### Directions:
In the health news text, what was the vote count when the FDA expert panel endorsed esketamine?

### Passage shown:
Health Highlights: Feb. 13, 2019
Here are some of the latest health and medical news developments, compiled by the editors of HealthDay:
FDA Panel Backs Ketamine-like Drug for Depression
An expert panel for the U.S. Food and Drug Administration has endorsed a drug for major depressive disorder that is a close relative to the club drug ketamine, or "Special K."
Ketamine is a powerful anesthetic used in hospitals, though recent research has shown it may help those whose depression resists treatment.
If approved by the FDA, the new drug known as esketamine would be available to patients who haven't found relief with at least two other antidepressants. The Tuesday vote was 14-2, with one member abstaining, according to CNN.
The FDA does not have to follow the recommendations of its expert panels, but it typically does. A decision is expected in early March.
Made by Janssen, a division of Johnson & Johnson, esketamine is a nasal spray medication that targets different pathways in the brain than other antidepressants do. Unlike antidepressants that can take four to six weeks to take effect, esketamine's benefits can be felt within hours or days, the FDA said. That makes it likely that esketamine might be used effectively in conjunction with an antidepressant, the agency added.
Depression can be tricky to treat, with between 30 and 40 percent of those with major depressive disorder not having success with first-line antidepressants, the agency added.
Despite the panel's approval, two of five key studies of esketamine failed to meet their primary goals. When taking esketamine, some patients experienced sedation, blood pressure spikes and dissociation (feeling disconnected from surroundings) within two hours of taking the drug, CNN reported.
Six patients died while taking esketamine in those trials, including three suicides, but agency documents concluded "it is difficult to consider these deaths as drug-related."

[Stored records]
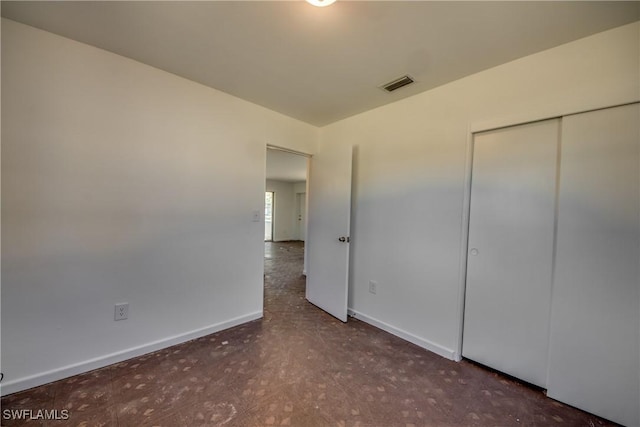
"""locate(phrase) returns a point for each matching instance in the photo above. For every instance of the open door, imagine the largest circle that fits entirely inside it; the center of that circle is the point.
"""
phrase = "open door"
(328, 229)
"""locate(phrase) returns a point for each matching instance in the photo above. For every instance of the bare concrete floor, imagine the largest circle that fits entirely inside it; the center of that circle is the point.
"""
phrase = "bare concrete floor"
(297, 366)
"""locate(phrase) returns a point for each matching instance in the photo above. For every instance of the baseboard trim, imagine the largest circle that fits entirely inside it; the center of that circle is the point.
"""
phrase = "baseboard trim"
(407, 336)
(26, 383)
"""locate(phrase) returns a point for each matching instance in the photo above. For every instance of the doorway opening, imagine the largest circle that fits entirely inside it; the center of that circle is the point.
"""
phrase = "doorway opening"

### Solution for this exercise:
The vote was 14-2, with one member abstaining.